D'après l'extrait de page, qui chandler_jf voulait-il faire réagir en ouvrant ce fil ? Répondez en quelques mots, s'il vous plaît.

§ **Extrait de page**:
━━━━━━━━

# LA question Ultime ...



## chandler_jf (21 Décembre 2005)

Bon en fait ce thread ouvert il y a quelques temps était pour faire réagir Taho!
Mais rien, nada ... aucune réaction ... même pas son jumeau ...    
Et puis vu ces derniers messages, son gâteau au chocolat ... et la tête de son sapin  moi je m'inquiète.
Alors la question : 
VOUS AVEZ VU TAHO! ???​


----------



## mikoo (21 Décembre 2005)

nan.


----------



## iDiot (21 Décembre 2005)

Oui...


----------



## iDiot (21 Décembre 2005)

Ah non...


 



Moi quand j'ai plus donné signe de vie sur le forum pendant 2 mois personne c'est inquétié... :rose:


----------



## -lepurfilsdelasagesse- (21 Décembre 2005)

* N'empêche tout de même que*
Benabar fait de la grosse merde.


----------



## DarkNeo (21 Décembre 2005)

Il a ptet pas envie de poster.
Il s'est rendu compte de certaines choses ...


----------



## chandler_jf (21 Décembre 2005)

DarkNeo a dit:
			
		

> Il s'est rendu compte de certaines choses ...



... mais encore ???


----------



## DarkNeo (21 Décembre 2005)

Il suffit de voir voir ma réaction sur le topic


----------



## chandler_jf (21 Décembre 2005)

DarkNeo a dit:
			
		

> Il suffit de voir voir ma réaction sur le topic



difficile de te suivre ...


----------



## DarkNeo (21 Décembre 2005)

Ben celui ou on parle de Benabar


----------



## chandler_jf (21 Décembre 2005)

━━━━━━━━

§ **Données fournies**:
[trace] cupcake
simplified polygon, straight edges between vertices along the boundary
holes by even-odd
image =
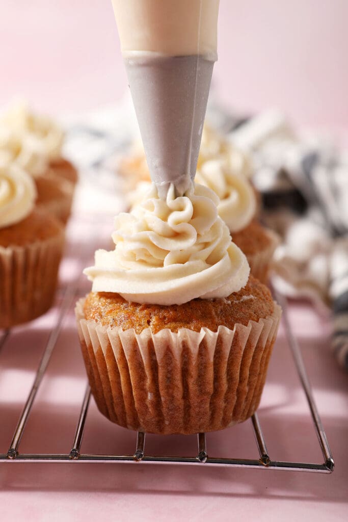
[[[79,337],[100,411],[132,430],[221,430],[247,419],[263,388],[281,311],[249,277],[213,191],[191,184],[116,218],[115,249],[85,274]]]
[[[38,191],[37,206],[66,224],[74,195],[71,183],[64,178],[41,176],[35,180]]]
[[[34,207],[32,179],[0,167],[0,328],[31,321],[52,305],[64,234],[53,216]]]
[[[219,215],[229,227],[233,242],[246,256],[251,275],[267,284],[279,238],[256,219],[257,197],[249,181],[235,174],[223,160],[202,163],[195,180],[219,196]],[[129,193],[127,199],[131,208],[147,197],[151,186],[150,183],[143,182],[136,190]]]
[[[274,232],[255,219],[257,201],[250,182],[221,160],[203,163],[196,180],[218,195],[219,215],[229,227],[234,243],[246,256],[252,275],[267,284],[279,240]]]
[[[71,212],[74,186],[50,167],[41,141],[34,135],[0,125],[0,164],[14,165],[33,177],[37,206],[65,224]]]
[[[19,102],[14,104],[2,114],[0,125],[20,136],[35,138],[41,146],[52,173],[75,186],[78,180],[77,171],[63,156],[64,133],[53,120],[33,112],[27,104]]]
[[[250,178],[253,174],[249,157],[225,137],[205,123],[202,133],[197,168],[211,159],[224,161],[235,174]],[[141,141],[135,143],[128,155],[120,159],[118,171],[123,178],[126,192],[134,190],[138,184],[150,182],[150,172]]]

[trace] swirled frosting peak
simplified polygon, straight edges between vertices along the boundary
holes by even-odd
[[[15,163],[37,177],[46,171],[48,161],[40,140],[0,125],[0,163]]]
[[[1,115],[0,123],[22,135],[34,136],[49,160],[61,157],[63,129],[48,116],[32,111],[27,103],[14,103]]]
[[[28,174],[15,165],[0,166],[0,228],[26,218],[34,208],[36,196]]]
[[[251,160],[248,155],[223,134],[205,123],[197,168],[200,168],[205,161],[217,159],[223,160],[235,174],[250,177],[253,173]]]
[[[256,198],[244,176],[234,174],[222,160],[210,160],[201,165],[196,180],[218,195],[219,215],[231,232],[242,230],[250,223],[256,211]]]
[[[191,183],[161,199],[152,184],[142,203],[115,220],[115,250],[98,250],[85,274],[94,292],[129,301],[181,304],[196,298],[226,297],[246,283],[249,268],[218,215],[217,195]]]

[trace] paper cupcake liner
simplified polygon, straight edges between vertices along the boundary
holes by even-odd
[[[64,244],[55,237],[23,246],[0,246],[0,328],[44,313],[54,298]]]
[[[273,255],[279,244],[280,238],[277,234],[269,229],[264,229],[264,230],[270,241],[269,245],[261,252],[246,255],[251,275],[261,283],[267,284],[272,267]]]
[[[121,426],[147,433],[222,430],[256,410],[281,314],[217,332],[103,326],[76,308],[92,393],[100,411]]]

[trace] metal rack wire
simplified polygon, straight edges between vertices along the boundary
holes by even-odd
[[[267,447],[257,413],[251,417],[250,425],[253,430],[259,458],[251,459],[214,458],[208,455],[207,436],[205,433],[197,434],[197,452],[192,457],[171,456],[148,455],[145,450],[146,434],[138,432],[136,435],[135,450],[133,455],[94,455],[81,452],[86,419],[90,399],[90,389],[87,386],[82,400],[80,414],[77,420],[76,430],[71,448],[64,454],[27,454],[19,452],[19,446],[27,423],[31,412],[35,398],[39,388],[51,356],[55,347],[63,322],[70,307],[78,293],[79,279],[73,284],[67,285],[63,290],[57,320],[49,336],[45,350],[23,410],[18,420],[9,449],[6,454],[0,454],[0,462],[128,462],[142,463],[172,464],[206,466],[224,466],[236,468],[251,468],[261,469],[282,470],[286,471],[310,471],[330,473],[333,471],[334,462],[326,435],[314,401],[310,385],[303,362],[299,347],[290,326],[286,300],[277,294],[276,299],[283,308],[282,321],[294,363],[309,406],[310,414],[319,440],[323,457],[322,464],[303,462],[286,462],[272,460],[269,455]],[[0,352],[5,345],[10,332],[5,331],[0,336]],[[1,353],[0,353],[1,354]]]

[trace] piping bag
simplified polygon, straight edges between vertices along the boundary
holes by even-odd
[[[193,180],[217,60],[219,0],[112,0],[129,89],[159,195]]]

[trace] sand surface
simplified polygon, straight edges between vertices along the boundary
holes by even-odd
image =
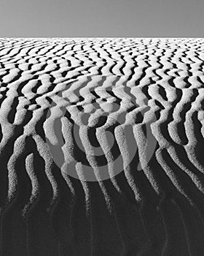
[[[1,256],[204,252],[204,39],[0,39]]]

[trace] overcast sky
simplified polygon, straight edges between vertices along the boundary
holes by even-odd
[[[204,0],[1,0],[0,37],[204,37]]]

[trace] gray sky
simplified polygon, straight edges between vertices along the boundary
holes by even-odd
[[[0,37],[203,37],[203,0],[1,0]]]

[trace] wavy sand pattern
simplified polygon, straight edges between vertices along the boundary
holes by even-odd
[[[1,38],[0,65],[1,255],[203,255],[203,39]]]

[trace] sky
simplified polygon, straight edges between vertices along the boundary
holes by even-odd
[[[1,0],[0,37],[204,37],[203,0]]]

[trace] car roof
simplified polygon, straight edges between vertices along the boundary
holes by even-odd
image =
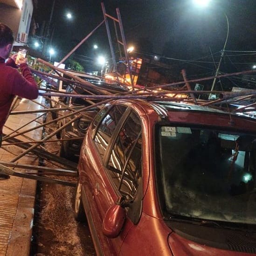
[[[190,112],[194,113],[201,113],[216,115],[221,115],[227,116],[229,119],[232,116],[236,117],[238,118],[244,118],[246,119],[255,121],[255,118],[247,115],[241,115],[235,113],[232,113],[228,111],[218,109],[216,107],[209,106],[204,106],[195,105],[194,104],[189,102],[174,102],[172,101],[147,101],[141,99],[127,99],[127,100],[117,100],[115,101],[117,104],[118,103],[131,104],[135,106],[135,105],[140,106],[143,110],[148,114],[152,109],[156,112],[161,119],[165,119],[168,117],[168,114],[170,112]]]

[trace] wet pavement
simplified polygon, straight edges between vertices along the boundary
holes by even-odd
[[[41,102],[42,97],[37,101]],[[40,109],[42,108],[30,101],[22,99],[15,104],[15,111]],[[4,134],[9,134],[24,124],[39,116],[40,114],[10,115],[4,128]],[[35,122],[21,129],[27,130],[35,127]],[[40,139],[41,131],[38,129],[19,136],[23,141]],[[13,145],[5,145],[3,141],[0,148],[0,161],[10,162],[22,150]],[[28,154],[18,161],[19,164],[38,165],[38,156]],[[36,182],[11,176],[9,179],[0,178],[0,256],[20,256],[29,254],[34,214]]]

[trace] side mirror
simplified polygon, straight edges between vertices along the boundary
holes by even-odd
[[[109,238],[115,238],[124,226],[126,213],[120,204],[110,207],[104,217],[102,223],[103,234]]]

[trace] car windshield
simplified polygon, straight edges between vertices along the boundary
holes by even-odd
[[[256,224],[256,136],[157,126],[157,177],[163,214]]]

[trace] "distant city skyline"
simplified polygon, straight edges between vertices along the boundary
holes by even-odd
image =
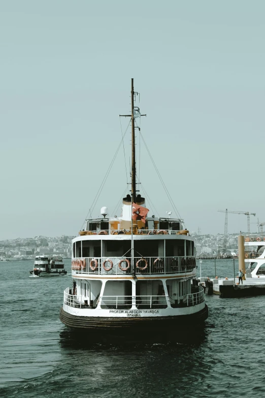
[[[121,131],[132,77],[141,133],[186,227],[221,231],[225,208],[265,221],[265,3],[2,5],[0,240],[78,234],[129,123]],[[120,214],[129,131],[93,217]],[[175,217],[136,136],[149,214]],[[229,215],[228,231],[247,230],[245,219]]]

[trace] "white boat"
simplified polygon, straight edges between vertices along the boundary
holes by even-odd
[[[60,319],[66,325],[100,330],[165,331],[192,328],[208,317],[197,286],[195,239],[179,218],[146,217],[137,194],[136,108],[131,81],[131,194],[121,217],[86,220],[72,241],[73,286],[64,292]],[[137,109],[139,112],[139,108]],[[128,116],[127,115],[126,116]]]
[[[246,278],[265,278],[265,234],[249,235],[244,241]]]
[[[29,272],[38,277],[56,277],[67,273],[61,257],[49,257],[43,255],[36,256],[34,268]]]

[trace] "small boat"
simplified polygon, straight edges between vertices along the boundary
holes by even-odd
[[[134,106],[131,81],[131,195],[121,216],[86,220],[72,240],[73,285],[64,292],[60,319],[67,326],[96,333],[139,332],[152,335],[182,326],[196,332],[207,318],[203,288],[196,279],[195,238],[183,220],[147,216],[137,190]],[[148,334],[149,335],[149,334]]]
[[[67,273],[61,257],[48,257],[44,255],[36,257],[34,268],[29,272],[37,277],[56,277]]]

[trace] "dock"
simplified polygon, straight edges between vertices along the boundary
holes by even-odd
[[[208,295],[217,294],[224,298],[254,297],[265,295],[265,279],[247,278],[243,281],[243,285],[238,285],[238,279],[236,278],[218,278],[208,279],[199,278],[203,286],[208,285],[206,293]],[[236,282],[236,283],[235,283]],[[212,288],[211,285],[212,284]],[[210,285],[210,287],[209,287]]]

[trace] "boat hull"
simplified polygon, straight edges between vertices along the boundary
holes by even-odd
[[[144,318],[84,317],[69,314],[62,307],[60,311],[60,320],[66,326],[75,329],[97,330],[164,330],[168,327],[202,324],[208,316],[208,308],[206,304],[203,310],[186,315]]]
[[[41,272],[38,272],[37,271],[30,271],[30,273],[32,275],[35,275],[37,277],[45,277],[47,278],[50,277],[60,277],[63,275],[66,275],[67,274],[67,271],[61,272],[46,272],[44,271],[41,271]]]

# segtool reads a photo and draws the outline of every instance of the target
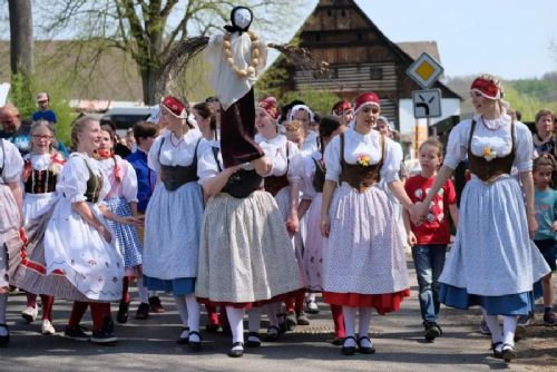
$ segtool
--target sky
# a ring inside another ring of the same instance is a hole
[[[557,0],[355,2],[391,41],[437,41],[448,77],[489,72],[520,79],[557,71]]]

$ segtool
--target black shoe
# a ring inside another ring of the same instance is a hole
[[[192,341],[192,334],[195,334],[199,337],[199,341]],[[202,351],[202,335],[197,331],[189,331],[189,342],[187,343],[192,351],[199,352]]]
[[[89,341],[90,336],[84,332],[84,330],[78,325],[78,326],[66,326],[66,330],[63,331],[63,336],[66,339],[75,340],[75,341]]]
[[[423,322],[423,327],[426,329],[423,336],[429,342],[433,342],[433,340],[436,340],[443,333],[439,324],[437,324],[436,322]]]
[[[368,340],[371,346],[362,346],[362,340]],[[358,337],[358,352],[362,354],[374,354],[375,347],[371,344],[371,340],[368,336]]]
[[[91,339],[89,341],[101,345],[108,345],[115,343],[116,341],[118,341],[118,339],[114,335],[114,333],[107,332],[105,329],[102,329],[98,332],[92,332]]]
[[[136,320],[146,321],[149,319],[149,304],[141,303],[136,311]]]
[[[355,346],[346,346],[345,344],[346,344],[348,340],[354,340],[354,342],[355,342],[354,336],[344,337],[344,343],[342,345],[342,354],[343,355],[354,355],[355,354]]]
[[[234,349],[236,346],[242,346],[242,349]],[[235,342],[232,344],[232,349],[228,352],[228,356],[231,358],[240,358],[244,355],[244,344],[242,342]]]
[[[8,325],[0,324],[0,326],[4,327],[8,331],[8,334],[4,336],[0,336],[0,347],[8,347],[10,344],[10,330],[8,330]]]
[[[184,332],[187,332],[187,336],[182,336]],[[179,331],[179,336],[178,340],[176,340],[176,343],[178,345],[187,345],[188,342],[189,342],[189,327],[185,326],[182,329],[182,331]]]
[[[494,342],[491,344],[491,350],[494,351],[494,358],[502,359],[502,342]]]
[[[250,340],[250,337],[256,337],[257,340]],[[247,334],[246,346],[247,347],[260,347],[261,346],[261,339],[260,339],[260,334],[257,332],[250,332]]]
[[[120,324],[124,324],[128,321],[128,311],[129,311],[129,302],[120,302],[120,306],[118,307],[118,313],[116,314],[116,321]]]
[[[505,362],[510,362],[512,361],[514,359],[517,359],[517,351],[515,350],[515,346],[506,343],[502,345],[502,349],[501,349],[501,356],[502,359],[505,360]]]

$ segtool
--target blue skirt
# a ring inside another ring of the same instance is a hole
[[[534,312],[536,297],[543,293],[541,281],[536,282],[534,291],[502,296],[483,296],[470,294],[446,283],[439,284],[439,301],[447,306],[468,310],[470,306],[481,306],[488,315],[528,315]]]
[[[195,277],[178,277],[175,280],[160,280],[143,275],[143,284],[149,291],[164,291],[175,296],[188,295],[195,292]]]

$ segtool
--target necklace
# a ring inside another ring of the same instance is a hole
[[[247,35],[250,35],[250,40],[252,40],[252,61],[250,62],[250,66],[245,69],[240,69],[235,63],[234,59],[232,58],[232,43],[231,43],[231,33],[226,33],[224,36],[224,42],[223,42],[223,48],[224,48],[224,57],[226,58],[226,62],[231,66],[231,69],[234,74],[237,75],[238,78],[245,79],[248,76],[252,76],[255,74],[255,69],[260,65],[260,38],[252,31],[247,31]]]

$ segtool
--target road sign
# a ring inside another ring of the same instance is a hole
[[[441,89],[412,91],[414,118],[438,118],[441,116]]]
[[[433,57],[423,52],[412,65],[410,65],[407,74],[418,82],[420,87],[428,89],[436,82],[439,76],[443,74],[443,68]]]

━━━━━━━━

§ **Résultat attendu**:
Taho.